Set down every record once more, exactly as given.
### Supplied material
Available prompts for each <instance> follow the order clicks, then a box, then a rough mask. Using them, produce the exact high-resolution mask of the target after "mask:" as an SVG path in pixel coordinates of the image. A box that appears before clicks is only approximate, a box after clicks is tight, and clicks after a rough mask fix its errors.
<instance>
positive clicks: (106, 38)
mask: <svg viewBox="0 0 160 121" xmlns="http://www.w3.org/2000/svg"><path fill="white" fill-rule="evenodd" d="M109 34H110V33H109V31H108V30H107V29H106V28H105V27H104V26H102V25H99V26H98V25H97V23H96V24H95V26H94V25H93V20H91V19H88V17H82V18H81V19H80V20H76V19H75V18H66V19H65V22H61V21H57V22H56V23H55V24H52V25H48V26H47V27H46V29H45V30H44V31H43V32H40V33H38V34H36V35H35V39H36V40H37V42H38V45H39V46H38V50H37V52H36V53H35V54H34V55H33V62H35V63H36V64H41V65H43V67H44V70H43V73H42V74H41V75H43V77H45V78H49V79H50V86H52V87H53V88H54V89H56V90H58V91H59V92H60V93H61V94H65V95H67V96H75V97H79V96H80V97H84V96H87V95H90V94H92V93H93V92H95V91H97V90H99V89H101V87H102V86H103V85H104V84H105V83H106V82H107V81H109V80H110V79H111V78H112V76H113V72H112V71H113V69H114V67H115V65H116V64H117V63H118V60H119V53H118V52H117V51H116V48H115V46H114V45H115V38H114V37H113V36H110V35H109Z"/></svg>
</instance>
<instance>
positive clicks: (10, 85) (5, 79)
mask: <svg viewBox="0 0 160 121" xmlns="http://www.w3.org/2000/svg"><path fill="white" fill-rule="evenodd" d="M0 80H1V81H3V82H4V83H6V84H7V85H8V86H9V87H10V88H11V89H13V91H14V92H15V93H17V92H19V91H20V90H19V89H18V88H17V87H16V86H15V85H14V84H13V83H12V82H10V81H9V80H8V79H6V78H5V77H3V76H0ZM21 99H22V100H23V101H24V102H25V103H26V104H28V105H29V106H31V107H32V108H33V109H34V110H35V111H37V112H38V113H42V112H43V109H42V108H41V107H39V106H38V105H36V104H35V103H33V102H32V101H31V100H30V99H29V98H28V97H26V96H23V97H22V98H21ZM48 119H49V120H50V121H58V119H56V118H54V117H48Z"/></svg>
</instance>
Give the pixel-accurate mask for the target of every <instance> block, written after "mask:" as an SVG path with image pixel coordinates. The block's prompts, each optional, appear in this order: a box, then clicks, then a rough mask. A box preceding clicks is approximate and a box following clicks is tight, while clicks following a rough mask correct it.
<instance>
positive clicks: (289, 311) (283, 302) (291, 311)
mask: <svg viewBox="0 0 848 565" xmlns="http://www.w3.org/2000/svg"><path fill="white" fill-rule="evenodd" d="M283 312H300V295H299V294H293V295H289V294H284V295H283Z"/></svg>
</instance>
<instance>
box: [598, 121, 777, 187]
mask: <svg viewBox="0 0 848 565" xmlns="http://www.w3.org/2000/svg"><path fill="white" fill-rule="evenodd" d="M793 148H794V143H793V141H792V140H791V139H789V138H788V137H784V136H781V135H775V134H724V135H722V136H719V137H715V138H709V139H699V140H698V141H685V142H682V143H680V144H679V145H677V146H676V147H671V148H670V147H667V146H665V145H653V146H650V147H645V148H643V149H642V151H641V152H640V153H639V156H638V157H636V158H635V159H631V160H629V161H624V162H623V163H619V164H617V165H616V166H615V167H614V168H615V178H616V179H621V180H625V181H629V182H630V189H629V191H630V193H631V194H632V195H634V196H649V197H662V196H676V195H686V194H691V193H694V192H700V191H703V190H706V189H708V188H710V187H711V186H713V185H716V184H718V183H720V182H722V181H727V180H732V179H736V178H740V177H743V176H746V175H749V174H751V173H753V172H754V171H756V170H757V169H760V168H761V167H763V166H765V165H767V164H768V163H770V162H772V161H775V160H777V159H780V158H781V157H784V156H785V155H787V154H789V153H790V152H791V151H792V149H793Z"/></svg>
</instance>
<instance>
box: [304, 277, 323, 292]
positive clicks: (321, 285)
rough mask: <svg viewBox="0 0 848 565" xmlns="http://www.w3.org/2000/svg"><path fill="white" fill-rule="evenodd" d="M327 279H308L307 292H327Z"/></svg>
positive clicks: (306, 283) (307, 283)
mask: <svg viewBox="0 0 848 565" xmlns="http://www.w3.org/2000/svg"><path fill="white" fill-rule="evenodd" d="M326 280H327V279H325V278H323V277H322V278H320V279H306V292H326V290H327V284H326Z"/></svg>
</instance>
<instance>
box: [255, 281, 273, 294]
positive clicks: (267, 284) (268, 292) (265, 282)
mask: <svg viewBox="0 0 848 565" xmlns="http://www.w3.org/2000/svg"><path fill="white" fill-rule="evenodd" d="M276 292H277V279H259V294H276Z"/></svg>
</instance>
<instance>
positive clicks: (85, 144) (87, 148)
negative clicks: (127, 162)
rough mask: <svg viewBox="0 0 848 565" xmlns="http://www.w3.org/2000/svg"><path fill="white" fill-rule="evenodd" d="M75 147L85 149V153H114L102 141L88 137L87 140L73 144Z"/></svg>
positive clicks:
######
Exercise solution ::
Available prompts for each <instance> follow the order clicks, then a box, then a rough mask. Using them, produce the exact high-resolution mask of the target after "mask:" as an SVG path in pixel coordinates of the image. A box that appears before clicks is only approximate, a box after clicks is tight, and clicks after a rough mask fix its errors.
<instance>
positive clicks: (106, 38)
mask: <svg viewBox="0 0 160 121" xmlns="http://www.w3.org/2000/svg"><path fill="white" fill-rule="evenodd" d="M109 34H110V33H109V31H108V30H107V29H106V28H105V27H104V26H102V25H99V26H98V25H97V23H96V24H95V26H94V25H93V20H91V19H88V17H82V18H81V19H80V20H76V19H75V18H66V19H65V22H61V21H57V22H56V23H55V24H52V25H48V26H47V27H46V29H45V30H44V31H43V32H40V33H38V34H36V35H35V39H36V40H37V42H38V45H39V46H38V50H37V52H36V53H35V54H34V55H33V62H35V63H36V64H41V65H43V67H44V70H43V73H42V74H41V75H43V77H45V78H49V79H50V86H52V87H53V88H54V89H56V90H58V91H59V92H60V93H61V94H65V95H67V96H75V97H79V96H80V97H84V96H87V95H90V94H92V93H93V92H95V91H97V90H99V89H101V87H102V86H103V85H104V84H105V83H106V82H107V81H109V80H110V79H111V78H112V76H113V72H112V71H113V69H114V67H115V65H116V64H117V63H118V60H119V53H118V52H117V51H116V48H115V46H114V45H115V38H114V37H113V36H110V35H109Z"/></svg>
</instance>
<instance>
positive clicks: (10, 85) (5, 79)
mask: <svg viewBox="0 0 160 121" xmlns="http://www.w3.org/2000/svg"><path fill="white" fill-rule="evenodd" d="M0 80H1V81H3V82H4V83H6V84H7V85H8V86H9V87H10V88H11V89H13V91H14V92H15V93H17V92H19V91H20V90H19V89H18V88H17V87H16V86H15V85H14V84H13V83H12V82H10V81H9V80H8V79H6V78H5V77H3V76H0ZM21 99H22V100H23V101H24V102H25V103H26V104H28V105H29V106H31V107H32V108H33V109H34V110H35V111H37V112H38V113H42V112H43V109H42V108H41V107H39V106H38V105H36V104H35V103H33V102H32V101H31V100H30V99H29V98H28V97H26V96H23V97H22V98H21ZM48 119H49V120H50V121H58V119H56V118H54V117H48Z"/></svg>
</instance>
Give the pixel-accurate mask for the target of every <instance> block, written after "mask:" as an SVG path with image pixel coordinates. The block's prompts, each optional, appear in this order: a box, then clicks, then a rough mask. A box preceding clicks is approximate and a box following clicks is tight, while clicks following a rough mask correct it.
<instance>
positive clicks: (289, 311) (283, 302) (291, 311)
mask: <svg viewBox="0 0 848 565" xmlns="http://www.w3.org/2000/svg"><path fill="white" fill-rule="evenodd" d="M283 312H300V295H299V294H293V295H289V294H284V295H283Z"/></svg>
</instance>
<instance>
box: [598, 121, 777, 187]
mask: <svg viewBox="0 0 848 565" xmlns="http://www.w3.org/2000/svg"><path fill="white" fill-rule="evenodd" d="M793 148H794V143H793V141H792V140H791V139H789V138H788V137H784V136H781V135H775V134H724V135H722V136H719V137H715V138H709V139H699V140H698V141H685V142H682V143H680V144H679V145H677V146H676V147H671V148H670V147H667V146H665V145H653V146H650V147H645V148H643V149H642V151H641V152H640V153H639V156H638V157H636V158H635V159H631V160H629V161H624V162H623V163H619V164H617V165H616V166H615V167H614V168H615V178H616V179H621V180H625V181H629V182H630V189H629V191H630V193H631V194H632V195H634V196H649V197H662V196H676V195H686V194H691V193H694V192H700V191H703V190H706V189H708V188H710V187H711V186H713V185H716V184H718V183H720V182H722V181H727V180H732V179H736V178H740V177H743V176H746V175H749V174H751V173H753V172H754V171H756V170H757V169H760V168H761V167H763V166H765V165H767V164H768V163H770V162H772V161H775V160H777V159H780V158H781V157H784V156H785V155H787V154H789V153H790V152H791V151H792V149H793Z"/></svg>
</instance>
<instance>
box: [304, 277, 323, 292]
positive clicks: (321, 285)
rough mask: <svg viewBox="0 0 848 565" xmlns="http://www.w3.org/2000/svg"><path fill="white" fill-rule="evenodd" d="M327 279H308L307 292H327Z"/></svg>
positive clicks: (306, 283) (307, 283)
mask: <svg viewBox="0 0 848 565" xmlns="http://www.w3.org/2000/svg"><path fill="white" fill-rule="evenodd" d="M326 280H327V279H325V278H323V277H322V278H320V279H306V292H326V290H327V284H326Z"/></svg>
</instance>
<instance>
box: [255, 281, 273, 294]
positive clicks: (267, 284) (268, 292) (265, 282)
mask: <svg viewBox="0 0 848 565" xmlns="http://www.w3.org/2000/svg"><path fill="white" fill-rule="evenodd" d="M276 292H277V279H259V294H276Z"/></svg>
</instance>
<instance>
positive clicks: (85, 144) (87, 148)
negative clicks: (127, 162)
rough mask: <svg viewBox="0 0 848 565" xmlns="http://www.w3.org/2000/svg"><path fill="white" fill-rule="evenodd" d="M75 147L85 149V153H114L102 141L88 137L87 140L73 144Z"/></svg>
positive clicks:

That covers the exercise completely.